Decide whether each statement agrees with the Capri travel account, answering yes or no and quoting the deciding words of the account. 1. The ferry crossing to Capri took about two hours. 2. The travelers made their way on foot to Anacapri as they had hoped. 3. The bus and funicular tram drivers were on strike until 4:30 PM that day.

PROVIDED PASSAGE start

Isle of Capri
Up early this morning to catch the ferry to Capri. It’s about a 2 hour boat ride across the Bay of Napoli. We enjoyed the great views of the harbor and the crater of Mount Vesuvius.
Capri is a good size island with two main towns, Anacapri and Capri. The island is very mountainous, but does have several good beaches that are swarmed in the summer by vacationing Europeans. Upon our arrival, we found out that the bus and funicular tram drivers were on strike until 4:30 PM today. ?!? Our original plan involved taking the tram straight up the first mountain into Capri, walking down to the coast on the other side, and then taking a bus back to the port in the afternoon.
So, we walked around the lower neighborhoods near the port for a while, trying to figure out how to walk our way to Anacapri. It’s the less touristy and pricey of the two cities and was recommended to us by fellow travelers. After some wrong turns, we ended up walking uphill into downtown Capri instead. It worked out well since we passed a market on the way and bought provisions for lunch: bread, cheese, juice, and water.

Capri has lots of ritzy shops, restaurants, and hotels. It was quite a sight!
In the main plaza of the town, tuxedo-clad waiters stood next to expensive cafés and $300 shoes stared at us from shop windows as we walked by (and those were the cheapest of plain loafer-type shoes). If I was to pay that much for a pair of shoes I would expect them to cook dinner, do laundry and feed the cat! In one of the restaurants we glimpsed photos of the owner with Catherine Zeta Jones, Sylvester Stallone and Mariah Carey, obviously we could not afford to eat there!

PROVIDED PASSAGE end
RECORD SET start

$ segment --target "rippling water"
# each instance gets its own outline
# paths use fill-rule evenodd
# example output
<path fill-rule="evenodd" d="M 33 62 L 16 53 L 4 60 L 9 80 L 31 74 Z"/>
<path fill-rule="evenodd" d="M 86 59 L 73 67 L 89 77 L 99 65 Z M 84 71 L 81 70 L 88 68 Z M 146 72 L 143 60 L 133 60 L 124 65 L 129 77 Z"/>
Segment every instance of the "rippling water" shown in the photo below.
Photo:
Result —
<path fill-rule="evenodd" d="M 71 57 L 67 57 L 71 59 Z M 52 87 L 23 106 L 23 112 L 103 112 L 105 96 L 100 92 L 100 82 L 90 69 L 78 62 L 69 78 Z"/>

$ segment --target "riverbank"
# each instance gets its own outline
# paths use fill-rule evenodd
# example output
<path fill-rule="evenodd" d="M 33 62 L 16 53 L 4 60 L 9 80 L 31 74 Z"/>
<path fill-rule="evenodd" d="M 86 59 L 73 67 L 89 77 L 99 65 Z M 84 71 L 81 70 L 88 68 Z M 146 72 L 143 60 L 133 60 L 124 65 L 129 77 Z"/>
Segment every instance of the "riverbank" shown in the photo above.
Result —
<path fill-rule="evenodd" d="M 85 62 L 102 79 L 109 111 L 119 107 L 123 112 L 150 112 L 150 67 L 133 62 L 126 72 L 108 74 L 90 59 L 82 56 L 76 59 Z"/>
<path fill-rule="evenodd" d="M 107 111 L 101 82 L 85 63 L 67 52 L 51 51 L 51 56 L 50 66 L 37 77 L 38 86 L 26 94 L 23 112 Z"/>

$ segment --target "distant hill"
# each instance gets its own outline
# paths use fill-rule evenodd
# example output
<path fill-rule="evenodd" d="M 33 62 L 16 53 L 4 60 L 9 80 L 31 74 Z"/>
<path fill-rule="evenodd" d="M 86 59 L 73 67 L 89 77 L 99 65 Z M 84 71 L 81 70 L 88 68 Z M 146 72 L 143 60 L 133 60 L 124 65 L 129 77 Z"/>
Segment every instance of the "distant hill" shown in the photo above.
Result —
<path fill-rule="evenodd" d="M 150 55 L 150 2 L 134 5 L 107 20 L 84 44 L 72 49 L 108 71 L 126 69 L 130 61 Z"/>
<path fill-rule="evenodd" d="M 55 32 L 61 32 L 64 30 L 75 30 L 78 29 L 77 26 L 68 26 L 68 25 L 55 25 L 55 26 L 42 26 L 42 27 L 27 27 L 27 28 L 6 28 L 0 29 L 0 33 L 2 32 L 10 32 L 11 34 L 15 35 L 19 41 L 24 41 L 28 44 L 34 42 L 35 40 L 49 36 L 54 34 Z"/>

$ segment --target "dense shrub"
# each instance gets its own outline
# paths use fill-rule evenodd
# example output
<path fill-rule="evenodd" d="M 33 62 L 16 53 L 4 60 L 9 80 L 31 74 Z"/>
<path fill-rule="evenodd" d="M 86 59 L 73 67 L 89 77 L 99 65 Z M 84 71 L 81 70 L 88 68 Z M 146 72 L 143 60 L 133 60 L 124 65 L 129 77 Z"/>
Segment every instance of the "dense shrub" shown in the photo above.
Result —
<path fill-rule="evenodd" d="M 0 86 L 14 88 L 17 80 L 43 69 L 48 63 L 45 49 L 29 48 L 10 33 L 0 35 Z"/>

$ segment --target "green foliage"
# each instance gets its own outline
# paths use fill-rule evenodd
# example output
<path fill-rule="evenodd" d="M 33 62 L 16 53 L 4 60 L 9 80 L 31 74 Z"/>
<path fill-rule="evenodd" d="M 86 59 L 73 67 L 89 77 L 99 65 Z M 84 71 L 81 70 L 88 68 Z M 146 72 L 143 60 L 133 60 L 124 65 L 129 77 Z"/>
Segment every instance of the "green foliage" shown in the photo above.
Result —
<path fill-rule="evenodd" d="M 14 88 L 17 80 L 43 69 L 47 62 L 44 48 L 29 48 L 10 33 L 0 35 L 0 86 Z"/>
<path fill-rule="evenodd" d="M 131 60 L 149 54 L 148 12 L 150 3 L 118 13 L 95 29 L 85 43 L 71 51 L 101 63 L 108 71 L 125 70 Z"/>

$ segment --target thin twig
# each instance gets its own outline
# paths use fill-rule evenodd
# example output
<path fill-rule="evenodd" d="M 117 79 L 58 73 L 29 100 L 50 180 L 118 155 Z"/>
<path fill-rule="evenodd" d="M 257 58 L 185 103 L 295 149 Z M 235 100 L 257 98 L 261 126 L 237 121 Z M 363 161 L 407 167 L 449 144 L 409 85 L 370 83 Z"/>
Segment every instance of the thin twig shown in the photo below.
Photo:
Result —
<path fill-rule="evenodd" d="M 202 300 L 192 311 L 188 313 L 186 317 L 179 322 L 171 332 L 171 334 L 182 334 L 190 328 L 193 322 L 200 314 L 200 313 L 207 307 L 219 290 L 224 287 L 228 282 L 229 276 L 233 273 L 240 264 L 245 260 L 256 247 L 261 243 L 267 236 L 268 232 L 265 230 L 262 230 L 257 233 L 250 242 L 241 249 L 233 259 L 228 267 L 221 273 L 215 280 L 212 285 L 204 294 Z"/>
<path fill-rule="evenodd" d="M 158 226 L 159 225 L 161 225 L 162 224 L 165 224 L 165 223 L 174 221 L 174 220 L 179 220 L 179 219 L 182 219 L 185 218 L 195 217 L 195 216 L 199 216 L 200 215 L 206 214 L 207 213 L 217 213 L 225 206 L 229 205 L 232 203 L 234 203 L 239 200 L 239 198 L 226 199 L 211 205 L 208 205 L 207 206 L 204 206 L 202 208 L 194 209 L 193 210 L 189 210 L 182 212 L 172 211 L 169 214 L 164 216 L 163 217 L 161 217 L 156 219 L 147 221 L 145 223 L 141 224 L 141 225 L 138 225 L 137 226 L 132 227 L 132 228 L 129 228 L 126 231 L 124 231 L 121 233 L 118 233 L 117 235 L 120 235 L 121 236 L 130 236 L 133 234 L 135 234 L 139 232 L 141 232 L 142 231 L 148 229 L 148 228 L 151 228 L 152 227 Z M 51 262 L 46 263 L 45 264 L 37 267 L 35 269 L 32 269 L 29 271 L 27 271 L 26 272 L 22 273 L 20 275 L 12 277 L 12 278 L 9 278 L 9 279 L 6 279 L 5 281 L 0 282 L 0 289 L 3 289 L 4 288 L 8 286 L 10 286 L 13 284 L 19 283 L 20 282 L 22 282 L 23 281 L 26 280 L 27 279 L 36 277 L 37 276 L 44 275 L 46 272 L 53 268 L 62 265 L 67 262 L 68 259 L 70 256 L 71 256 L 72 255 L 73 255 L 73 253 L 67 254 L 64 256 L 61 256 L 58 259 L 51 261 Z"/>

RECORD SET end
RECORD SET start

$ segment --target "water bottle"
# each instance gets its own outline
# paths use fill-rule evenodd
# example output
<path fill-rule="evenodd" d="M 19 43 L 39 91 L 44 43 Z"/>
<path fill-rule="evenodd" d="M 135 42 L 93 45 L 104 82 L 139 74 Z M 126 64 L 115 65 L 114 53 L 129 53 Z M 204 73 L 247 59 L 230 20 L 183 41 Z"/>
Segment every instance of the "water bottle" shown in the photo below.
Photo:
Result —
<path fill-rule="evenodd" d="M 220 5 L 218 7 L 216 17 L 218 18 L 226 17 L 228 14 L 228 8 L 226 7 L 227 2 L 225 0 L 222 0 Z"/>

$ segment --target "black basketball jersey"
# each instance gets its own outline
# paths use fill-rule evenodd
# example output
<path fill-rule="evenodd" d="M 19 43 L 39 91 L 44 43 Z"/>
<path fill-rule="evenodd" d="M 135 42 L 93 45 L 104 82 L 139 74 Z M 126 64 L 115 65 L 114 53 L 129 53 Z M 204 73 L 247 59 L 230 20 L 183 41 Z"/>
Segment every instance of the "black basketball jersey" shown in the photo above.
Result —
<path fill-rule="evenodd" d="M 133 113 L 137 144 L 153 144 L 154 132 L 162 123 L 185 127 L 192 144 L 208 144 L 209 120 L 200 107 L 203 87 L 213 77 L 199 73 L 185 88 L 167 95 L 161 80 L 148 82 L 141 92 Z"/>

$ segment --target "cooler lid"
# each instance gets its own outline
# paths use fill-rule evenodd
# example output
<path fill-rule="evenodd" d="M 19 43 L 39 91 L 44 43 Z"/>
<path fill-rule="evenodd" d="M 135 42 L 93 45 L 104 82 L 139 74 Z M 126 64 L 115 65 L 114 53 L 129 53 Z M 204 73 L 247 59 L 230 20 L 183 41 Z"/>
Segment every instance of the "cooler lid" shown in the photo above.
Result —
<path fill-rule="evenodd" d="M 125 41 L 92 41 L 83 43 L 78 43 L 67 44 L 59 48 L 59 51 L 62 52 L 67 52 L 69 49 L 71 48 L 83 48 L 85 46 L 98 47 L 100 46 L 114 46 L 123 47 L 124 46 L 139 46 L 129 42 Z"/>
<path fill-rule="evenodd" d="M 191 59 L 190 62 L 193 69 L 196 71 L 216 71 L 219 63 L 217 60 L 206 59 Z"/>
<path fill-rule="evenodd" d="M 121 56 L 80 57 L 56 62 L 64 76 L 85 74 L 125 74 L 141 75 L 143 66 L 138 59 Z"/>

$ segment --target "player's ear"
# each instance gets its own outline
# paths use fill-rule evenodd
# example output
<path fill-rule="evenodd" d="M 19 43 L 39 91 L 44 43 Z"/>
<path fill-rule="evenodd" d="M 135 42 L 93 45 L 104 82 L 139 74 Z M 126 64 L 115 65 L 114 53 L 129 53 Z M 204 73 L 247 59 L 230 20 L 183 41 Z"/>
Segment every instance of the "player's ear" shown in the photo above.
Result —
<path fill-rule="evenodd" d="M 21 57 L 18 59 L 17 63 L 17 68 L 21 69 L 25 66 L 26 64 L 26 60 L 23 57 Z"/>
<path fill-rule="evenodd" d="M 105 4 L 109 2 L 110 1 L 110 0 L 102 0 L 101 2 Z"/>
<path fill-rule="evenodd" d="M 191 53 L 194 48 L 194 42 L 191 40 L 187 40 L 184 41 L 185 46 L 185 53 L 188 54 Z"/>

RECORD SET end
RECORD SET start

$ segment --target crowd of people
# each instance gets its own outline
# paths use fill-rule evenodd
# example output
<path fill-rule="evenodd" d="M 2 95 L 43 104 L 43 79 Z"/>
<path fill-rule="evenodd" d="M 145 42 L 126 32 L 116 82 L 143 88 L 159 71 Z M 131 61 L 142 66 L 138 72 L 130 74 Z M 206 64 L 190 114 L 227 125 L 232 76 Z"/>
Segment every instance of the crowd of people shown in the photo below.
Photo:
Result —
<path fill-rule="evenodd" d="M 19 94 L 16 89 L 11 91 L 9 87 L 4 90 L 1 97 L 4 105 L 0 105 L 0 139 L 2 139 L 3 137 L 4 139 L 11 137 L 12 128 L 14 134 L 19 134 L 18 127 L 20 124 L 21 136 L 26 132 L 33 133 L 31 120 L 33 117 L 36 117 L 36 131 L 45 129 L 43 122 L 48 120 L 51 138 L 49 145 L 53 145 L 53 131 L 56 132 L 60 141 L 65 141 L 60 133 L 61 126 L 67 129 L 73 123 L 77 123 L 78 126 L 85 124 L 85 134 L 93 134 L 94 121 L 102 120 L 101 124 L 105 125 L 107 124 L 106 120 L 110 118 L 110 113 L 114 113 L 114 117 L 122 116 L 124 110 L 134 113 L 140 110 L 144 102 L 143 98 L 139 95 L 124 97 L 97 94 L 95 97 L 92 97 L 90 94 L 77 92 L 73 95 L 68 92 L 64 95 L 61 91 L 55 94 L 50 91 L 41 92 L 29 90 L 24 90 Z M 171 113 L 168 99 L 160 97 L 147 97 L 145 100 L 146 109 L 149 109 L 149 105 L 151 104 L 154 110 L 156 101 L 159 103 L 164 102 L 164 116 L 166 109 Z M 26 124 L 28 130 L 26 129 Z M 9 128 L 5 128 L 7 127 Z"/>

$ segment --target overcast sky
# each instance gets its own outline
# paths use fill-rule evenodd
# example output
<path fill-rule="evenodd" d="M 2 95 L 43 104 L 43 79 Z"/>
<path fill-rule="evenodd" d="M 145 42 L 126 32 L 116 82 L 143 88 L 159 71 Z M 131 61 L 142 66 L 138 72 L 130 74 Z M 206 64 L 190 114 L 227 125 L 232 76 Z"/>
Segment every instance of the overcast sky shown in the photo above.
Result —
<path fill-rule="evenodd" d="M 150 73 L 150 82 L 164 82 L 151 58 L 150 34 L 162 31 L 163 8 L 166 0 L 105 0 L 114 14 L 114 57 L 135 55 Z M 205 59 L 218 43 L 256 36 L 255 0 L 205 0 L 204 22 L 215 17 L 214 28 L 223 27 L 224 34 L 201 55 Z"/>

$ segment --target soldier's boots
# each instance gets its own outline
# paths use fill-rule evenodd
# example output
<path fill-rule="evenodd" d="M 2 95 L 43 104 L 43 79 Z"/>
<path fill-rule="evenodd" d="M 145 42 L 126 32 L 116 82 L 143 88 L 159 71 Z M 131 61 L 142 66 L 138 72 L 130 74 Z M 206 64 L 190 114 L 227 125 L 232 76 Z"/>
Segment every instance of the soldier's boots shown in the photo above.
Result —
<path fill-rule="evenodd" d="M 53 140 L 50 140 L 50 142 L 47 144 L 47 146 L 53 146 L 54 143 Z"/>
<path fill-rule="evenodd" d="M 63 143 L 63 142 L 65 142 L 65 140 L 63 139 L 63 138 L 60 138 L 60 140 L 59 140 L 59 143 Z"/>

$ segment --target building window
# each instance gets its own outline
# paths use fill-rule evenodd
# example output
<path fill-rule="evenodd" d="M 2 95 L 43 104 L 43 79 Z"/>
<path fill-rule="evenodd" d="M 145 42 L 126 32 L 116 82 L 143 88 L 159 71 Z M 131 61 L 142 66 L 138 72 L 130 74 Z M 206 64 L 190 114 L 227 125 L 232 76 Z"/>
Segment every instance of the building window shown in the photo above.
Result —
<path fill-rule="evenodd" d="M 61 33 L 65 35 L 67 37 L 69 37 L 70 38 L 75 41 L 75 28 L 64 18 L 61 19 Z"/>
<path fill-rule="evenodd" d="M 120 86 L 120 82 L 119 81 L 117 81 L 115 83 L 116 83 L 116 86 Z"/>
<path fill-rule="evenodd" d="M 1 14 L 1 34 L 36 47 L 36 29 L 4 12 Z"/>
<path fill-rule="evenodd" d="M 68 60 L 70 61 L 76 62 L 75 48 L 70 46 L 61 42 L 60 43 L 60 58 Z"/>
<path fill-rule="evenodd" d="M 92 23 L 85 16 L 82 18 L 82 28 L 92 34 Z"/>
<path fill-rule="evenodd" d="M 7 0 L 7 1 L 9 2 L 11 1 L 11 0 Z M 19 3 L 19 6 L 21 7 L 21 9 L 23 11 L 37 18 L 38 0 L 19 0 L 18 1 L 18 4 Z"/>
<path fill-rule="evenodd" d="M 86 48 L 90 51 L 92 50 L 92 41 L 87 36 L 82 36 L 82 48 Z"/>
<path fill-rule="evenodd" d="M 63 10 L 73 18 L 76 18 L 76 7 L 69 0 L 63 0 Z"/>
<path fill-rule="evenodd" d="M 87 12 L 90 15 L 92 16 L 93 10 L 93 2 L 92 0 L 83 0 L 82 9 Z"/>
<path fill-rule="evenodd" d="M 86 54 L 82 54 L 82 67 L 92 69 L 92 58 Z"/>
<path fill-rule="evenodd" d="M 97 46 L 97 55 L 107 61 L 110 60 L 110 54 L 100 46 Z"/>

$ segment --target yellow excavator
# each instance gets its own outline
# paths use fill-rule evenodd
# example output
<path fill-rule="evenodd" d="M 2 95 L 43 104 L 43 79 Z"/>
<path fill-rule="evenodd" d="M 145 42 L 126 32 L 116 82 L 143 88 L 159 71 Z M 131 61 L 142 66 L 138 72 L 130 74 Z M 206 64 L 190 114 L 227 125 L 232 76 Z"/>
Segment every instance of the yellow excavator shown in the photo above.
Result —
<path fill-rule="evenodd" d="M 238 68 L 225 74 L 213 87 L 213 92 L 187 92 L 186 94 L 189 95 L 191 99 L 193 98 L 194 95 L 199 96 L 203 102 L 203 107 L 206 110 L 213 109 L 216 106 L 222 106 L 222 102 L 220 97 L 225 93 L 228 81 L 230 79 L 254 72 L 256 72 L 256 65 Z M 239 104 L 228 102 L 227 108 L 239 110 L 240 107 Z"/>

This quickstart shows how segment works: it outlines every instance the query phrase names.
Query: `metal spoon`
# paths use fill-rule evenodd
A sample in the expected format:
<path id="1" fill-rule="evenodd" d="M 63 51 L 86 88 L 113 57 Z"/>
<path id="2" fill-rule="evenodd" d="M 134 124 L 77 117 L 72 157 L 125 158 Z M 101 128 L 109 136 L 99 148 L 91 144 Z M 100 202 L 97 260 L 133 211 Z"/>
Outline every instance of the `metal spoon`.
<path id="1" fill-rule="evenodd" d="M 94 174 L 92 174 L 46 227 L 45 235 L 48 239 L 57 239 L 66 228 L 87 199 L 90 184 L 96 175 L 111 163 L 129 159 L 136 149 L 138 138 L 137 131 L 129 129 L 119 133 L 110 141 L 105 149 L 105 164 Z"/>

RECORD SET end

• [EXERCISE RESULT]
1. Yes: "It’s about a 2 hour boat ride across the Bay of Napoli."
2. No: "we ended up walking uphill into downtown Capri instead."
3. Yes: "the bus and funicular tram drivers were on strike until 4:30 PM today."